* [THE TASK]: Return, word for word, the portion of the blog entry starting at "An Old Entry" and ending at "nation of ballast.".

* [PASSAGE FOR REVIEW]:
=== Begin Enclosure ===
Saturday, October 14, 2006

An Old Entry about Fat and Old People

9/29/04 8:28AM PST



I'm having coffee and watching a stunningly beautiful time-delayed dietician on the Today show talk about diet plans that can be found online. Apparently there is a special edition of People magazine coming out that is all about dieting. The figure that was just barfed on me by my 13" inch televsion set is that 70 MILLION Americans diet a year. I don't know what the exact percentage of the population that is - I still use the census numbers I remember from 3rd grade - but I think that 70 million is somewhere in the 1/5 - 1/4 range of the total population of our nation.



I feel as if we are sliding on a slippery slope to becoming a nation of ballast.



8:35AM



Willard Scott is on now, doing that 100 year-old person thing he does. That this segment is historically sponsored by Smuckers Preserves has always vaguely unnerved me. As in these people are well preserved now, and Smuckers is going to make sure that they are going to be VERY well preserved after they finally shuffle off this mortal coil toothlessly humming "Surrey with the Fringe on Top."
=== End Enclosure ===
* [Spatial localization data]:
=== Begin Enclosure ===
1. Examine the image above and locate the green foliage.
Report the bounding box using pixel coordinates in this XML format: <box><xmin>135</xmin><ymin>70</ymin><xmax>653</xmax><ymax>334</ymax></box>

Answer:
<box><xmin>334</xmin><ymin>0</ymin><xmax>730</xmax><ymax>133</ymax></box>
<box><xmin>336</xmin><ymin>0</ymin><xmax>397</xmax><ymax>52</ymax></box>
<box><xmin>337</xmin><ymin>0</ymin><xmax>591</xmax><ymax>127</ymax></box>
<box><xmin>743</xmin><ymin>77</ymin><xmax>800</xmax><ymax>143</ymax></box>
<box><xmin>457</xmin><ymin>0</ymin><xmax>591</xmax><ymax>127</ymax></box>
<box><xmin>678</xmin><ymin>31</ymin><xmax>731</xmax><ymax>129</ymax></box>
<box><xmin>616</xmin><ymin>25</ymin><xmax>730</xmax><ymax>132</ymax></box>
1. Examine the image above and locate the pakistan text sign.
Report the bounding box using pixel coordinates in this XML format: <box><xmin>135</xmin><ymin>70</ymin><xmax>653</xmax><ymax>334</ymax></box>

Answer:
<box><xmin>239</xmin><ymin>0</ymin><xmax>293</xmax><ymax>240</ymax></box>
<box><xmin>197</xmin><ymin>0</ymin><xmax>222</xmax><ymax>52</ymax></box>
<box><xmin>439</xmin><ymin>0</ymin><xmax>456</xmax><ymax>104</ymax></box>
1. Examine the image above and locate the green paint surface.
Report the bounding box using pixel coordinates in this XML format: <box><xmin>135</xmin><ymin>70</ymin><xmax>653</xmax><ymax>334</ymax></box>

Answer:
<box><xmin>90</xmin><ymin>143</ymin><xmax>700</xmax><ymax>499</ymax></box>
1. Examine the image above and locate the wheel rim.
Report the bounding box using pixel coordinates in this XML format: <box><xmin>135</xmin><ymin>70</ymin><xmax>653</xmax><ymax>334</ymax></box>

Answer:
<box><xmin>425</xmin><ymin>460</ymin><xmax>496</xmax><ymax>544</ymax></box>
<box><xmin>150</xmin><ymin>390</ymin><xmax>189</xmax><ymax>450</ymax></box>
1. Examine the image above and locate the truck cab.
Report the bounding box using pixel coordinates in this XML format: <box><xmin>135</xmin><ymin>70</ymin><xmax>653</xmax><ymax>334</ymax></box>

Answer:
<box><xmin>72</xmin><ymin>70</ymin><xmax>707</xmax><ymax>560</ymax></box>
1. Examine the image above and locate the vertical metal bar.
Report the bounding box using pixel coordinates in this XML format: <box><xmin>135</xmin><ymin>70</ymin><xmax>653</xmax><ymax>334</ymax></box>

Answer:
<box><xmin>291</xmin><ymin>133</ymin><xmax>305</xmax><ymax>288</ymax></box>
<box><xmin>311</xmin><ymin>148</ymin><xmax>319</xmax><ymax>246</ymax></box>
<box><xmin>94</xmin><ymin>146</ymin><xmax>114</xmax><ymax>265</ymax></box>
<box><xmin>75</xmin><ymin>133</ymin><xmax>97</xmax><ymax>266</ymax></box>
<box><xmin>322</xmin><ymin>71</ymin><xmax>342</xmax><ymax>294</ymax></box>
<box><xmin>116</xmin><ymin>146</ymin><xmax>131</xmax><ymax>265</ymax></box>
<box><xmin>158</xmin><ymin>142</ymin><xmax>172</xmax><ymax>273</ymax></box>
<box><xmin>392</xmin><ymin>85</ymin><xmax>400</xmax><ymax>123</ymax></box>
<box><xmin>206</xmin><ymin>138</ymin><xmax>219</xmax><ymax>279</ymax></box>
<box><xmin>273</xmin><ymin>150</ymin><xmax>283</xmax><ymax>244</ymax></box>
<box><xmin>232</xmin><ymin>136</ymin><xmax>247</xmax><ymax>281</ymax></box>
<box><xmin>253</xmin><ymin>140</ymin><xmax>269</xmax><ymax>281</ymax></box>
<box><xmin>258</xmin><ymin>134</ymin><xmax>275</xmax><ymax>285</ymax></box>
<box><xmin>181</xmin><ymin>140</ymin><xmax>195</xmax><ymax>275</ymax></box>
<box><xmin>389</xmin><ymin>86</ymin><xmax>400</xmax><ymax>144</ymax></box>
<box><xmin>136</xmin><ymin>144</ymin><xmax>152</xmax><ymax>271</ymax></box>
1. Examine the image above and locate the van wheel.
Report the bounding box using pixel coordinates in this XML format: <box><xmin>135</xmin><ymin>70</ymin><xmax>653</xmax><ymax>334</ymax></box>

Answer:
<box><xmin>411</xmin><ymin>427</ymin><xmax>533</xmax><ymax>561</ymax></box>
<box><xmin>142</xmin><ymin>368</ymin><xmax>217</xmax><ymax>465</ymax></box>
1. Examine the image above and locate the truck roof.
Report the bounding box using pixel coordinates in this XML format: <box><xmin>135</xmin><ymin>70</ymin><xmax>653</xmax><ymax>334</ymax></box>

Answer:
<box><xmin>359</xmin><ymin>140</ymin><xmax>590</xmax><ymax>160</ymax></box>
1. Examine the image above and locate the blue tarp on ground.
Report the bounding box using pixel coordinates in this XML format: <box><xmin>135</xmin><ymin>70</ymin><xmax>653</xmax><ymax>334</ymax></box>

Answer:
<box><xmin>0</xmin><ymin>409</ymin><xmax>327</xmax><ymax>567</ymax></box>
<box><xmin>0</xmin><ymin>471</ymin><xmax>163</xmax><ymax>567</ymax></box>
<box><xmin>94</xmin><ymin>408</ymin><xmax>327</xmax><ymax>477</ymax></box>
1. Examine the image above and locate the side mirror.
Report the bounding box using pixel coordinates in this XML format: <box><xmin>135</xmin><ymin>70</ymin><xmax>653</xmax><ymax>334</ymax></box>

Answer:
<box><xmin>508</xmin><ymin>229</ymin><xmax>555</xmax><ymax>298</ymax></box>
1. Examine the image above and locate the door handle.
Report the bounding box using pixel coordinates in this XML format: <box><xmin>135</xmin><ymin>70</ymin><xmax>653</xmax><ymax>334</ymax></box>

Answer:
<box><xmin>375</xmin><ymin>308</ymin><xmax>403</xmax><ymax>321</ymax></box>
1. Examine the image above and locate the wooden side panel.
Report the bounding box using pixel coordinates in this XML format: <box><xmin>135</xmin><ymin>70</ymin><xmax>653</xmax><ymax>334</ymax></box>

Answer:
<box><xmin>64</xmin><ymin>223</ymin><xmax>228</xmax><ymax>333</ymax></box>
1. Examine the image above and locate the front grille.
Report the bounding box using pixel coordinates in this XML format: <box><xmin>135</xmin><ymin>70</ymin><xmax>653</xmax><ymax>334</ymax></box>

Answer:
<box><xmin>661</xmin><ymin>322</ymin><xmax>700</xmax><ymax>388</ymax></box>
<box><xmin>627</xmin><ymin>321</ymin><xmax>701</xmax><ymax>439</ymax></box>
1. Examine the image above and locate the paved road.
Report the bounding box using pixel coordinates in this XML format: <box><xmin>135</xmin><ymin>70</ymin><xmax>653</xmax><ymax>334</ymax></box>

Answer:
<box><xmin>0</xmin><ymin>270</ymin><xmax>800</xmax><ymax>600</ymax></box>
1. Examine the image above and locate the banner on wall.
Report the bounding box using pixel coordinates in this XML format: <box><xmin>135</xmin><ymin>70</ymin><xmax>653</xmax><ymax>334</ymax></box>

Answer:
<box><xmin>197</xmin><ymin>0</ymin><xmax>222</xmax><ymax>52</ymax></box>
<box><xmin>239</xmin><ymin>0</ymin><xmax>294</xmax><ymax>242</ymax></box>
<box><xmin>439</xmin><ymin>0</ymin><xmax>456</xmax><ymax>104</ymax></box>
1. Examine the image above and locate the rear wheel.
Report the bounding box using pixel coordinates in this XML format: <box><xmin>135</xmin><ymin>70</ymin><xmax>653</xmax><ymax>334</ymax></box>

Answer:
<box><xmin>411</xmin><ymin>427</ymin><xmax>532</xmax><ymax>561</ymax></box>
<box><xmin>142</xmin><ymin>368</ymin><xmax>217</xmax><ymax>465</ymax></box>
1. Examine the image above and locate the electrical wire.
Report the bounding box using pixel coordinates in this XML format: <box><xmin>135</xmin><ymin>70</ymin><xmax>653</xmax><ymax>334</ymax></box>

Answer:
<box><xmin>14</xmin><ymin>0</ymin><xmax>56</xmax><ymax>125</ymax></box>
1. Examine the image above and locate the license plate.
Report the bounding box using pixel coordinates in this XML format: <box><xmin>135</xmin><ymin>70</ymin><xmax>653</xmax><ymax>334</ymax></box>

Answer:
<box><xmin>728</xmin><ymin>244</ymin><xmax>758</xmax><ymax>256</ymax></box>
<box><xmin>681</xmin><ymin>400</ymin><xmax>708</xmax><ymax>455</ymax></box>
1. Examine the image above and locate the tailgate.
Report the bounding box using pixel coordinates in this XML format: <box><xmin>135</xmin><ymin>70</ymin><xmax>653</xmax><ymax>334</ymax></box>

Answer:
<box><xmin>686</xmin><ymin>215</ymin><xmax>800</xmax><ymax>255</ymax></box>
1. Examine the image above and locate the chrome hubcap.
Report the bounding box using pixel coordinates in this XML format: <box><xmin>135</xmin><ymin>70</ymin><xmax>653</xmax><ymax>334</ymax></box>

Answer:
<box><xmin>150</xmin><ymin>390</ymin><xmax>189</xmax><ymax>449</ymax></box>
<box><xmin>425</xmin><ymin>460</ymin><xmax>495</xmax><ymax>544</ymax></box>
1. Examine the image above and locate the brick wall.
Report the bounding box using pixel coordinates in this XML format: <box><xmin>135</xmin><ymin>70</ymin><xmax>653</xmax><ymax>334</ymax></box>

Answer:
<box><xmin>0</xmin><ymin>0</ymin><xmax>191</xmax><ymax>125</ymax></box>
=== End Enclosure ===
* [RESPONSE TO THE TASK]:
An Old Entry about Fat and Old People

9/29/04 8:28AM PST



I'm having coffee and watching a stunningly beautiful time-delayed dietician on the Today show talk about diet plans that can be found online. Apparently there is a special edition of People magazine coming out that is all about dieting. The figure that was just barfed on me by my 13" inch televsion set is that 70 MILLION Americans diet a year. I don't know what the exact percentage of the population that is - I still use the census numbers I remember from 3rd grade - but I think that 70 million is somewhere in the 1/5 - 1/4 range of the total population of our nation.



I feel as if we are sliding on a slippery slope to becoming a nation of ballast.